Examine each line of the data, and copy the ones containing "flower".
:: Exercise data
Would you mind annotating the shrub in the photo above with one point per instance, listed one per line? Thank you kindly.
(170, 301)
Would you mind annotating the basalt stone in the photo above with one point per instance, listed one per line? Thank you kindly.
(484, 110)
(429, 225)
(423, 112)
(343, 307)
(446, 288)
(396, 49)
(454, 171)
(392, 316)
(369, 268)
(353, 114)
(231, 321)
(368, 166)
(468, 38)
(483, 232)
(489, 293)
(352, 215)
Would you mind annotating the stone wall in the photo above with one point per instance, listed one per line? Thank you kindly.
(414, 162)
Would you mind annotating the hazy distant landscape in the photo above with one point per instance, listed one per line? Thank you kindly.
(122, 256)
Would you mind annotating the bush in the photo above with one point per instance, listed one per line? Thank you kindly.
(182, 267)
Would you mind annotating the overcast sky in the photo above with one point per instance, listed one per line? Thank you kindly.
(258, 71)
::::
:: Exercise data
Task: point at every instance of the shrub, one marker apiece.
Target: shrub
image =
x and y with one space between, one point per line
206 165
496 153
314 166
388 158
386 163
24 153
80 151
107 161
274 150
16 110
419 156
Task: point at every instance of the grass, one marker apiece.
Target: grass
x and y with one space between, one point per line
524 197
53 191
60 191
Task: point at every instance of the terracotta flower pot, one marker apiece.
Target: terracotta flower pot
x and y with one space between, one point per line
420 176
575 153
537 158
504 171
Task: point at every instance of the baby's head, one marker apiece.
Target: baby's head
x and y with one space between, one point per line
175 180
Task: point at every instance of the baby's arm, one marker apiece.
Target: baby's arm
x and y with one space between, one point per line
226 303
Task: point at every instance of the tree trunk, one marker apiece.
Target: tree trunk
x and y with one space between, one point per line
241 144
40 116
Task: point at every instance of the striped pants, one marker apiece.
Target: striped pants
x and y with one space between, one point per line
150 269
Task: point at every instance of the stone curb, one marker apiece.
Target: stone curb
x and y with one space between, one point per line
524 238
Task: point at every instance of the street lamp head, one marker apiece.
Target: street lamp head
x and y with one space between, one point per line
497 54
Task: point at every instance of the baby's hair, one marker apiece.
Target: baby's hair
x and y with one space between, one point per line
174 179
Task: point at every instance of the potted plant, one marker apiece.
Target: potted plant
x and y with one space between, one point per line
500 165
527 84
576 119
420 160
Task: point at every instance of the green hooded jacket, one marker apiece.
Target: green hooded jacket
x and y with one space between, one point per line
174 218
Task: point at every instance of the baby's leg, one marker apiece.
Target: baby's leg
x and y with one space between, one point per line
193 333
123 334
::::
> **Answer space**:
Task: point at every instance of the terracotta flower pot, one marker apiece.
Target: terracotta flower pot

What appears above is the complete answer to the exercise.